• **Instructions to follow**:
Leave out the pictures and copy every record exactly.

(Extracted records)
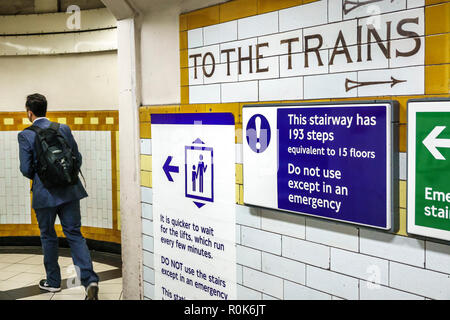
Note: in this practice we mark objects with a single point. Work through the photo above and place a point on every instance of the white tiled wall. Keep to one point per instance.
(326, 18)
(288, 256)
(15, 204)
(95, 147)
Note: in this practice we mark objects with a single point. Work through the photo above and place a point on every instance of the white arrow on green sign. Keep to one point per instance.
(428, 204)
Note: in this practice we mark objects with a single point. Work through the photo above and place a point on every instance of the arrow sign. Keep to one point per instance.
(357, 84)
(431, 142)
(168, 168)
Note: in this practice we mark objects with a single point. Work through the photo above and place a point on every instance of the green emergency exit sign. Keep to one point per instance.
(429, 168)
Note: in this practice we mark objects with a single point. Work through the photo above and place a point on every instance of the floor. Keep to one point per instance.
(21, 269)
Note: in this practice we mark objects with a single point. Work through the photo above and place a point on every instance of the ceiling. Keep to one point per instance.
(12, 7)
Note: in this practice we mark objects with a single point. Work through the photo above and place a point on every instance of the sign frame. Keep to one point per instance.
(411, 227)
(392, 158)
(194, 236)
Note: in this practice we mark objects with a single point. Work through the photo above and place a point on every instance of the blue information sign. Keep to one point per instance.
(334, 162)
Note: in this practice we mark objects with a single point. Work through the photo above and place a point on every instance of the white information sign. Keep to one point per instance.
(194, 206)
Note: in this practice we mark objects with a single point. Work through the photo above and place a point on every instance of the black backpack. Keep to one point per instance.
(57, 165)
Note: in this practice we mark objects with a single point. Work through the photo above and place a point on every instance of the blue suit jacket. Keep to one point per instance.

• **Solved problem**:
Note: in this practice we mark objects with a single point. Work through the photo above and place a point on every instance of the white tiled wall. Keep to one point per instance.
(326, 18)
(288, 256)
(15, 204)
(95, 147)
Note: in this practice we mark objects with a single point. Work through the photo above and place a point on every instance of the white arrow on green sign. Keep to one point per instance.
(428, 204)
Note: in this practice we mark objects with a single point. Work through the photo above and place a point on every instance of the arrow sign. Keep to one point per instance.
(357, 84)
(431, 142)
(168, 168)
Note: in this practice we mark objects with a single point. Work through the photo above and place a point on every instance of the green emergency exit sign. Keep to one point per instance.
(429, 168)
Note: in this practice we mark objects with a single point. Work through the photo above and place a point on every instance of the floor. Keep to one point per instance.
(21, 269)
Note: in this practice we mark objects with a single point. Work through the photo above and place a point on every instance of the ceiling. Keep to one point per instance.
(12, 7)
Note: in this practice we mark objects with a single point. Work through the photo above and place a point on every instance of the sign frame. Keep to one point per instance.
(411, 227)
(392, 158)
(194, 236)
Note: in this practice we mark objects with a single point. Work through the photo above and place a point on every instance of the blue information sign. Keep to one point per instance.
(334, 162)
Note: in this practice we mark objects with a single point. Work through the photo above and place a point on every instance of the white information sign. Keep to one point per instance.
(194, 206)
Note: in this practice we mark objects with a single point. Work through the photo above and place a point on every instance of the black backpack. Keep to one point per instance.
(57, 165)
Note: in this practice we mark objects with a single point. Work through the photo above and place a point on every instance of the blue suit jacket. Keep to one point per instance.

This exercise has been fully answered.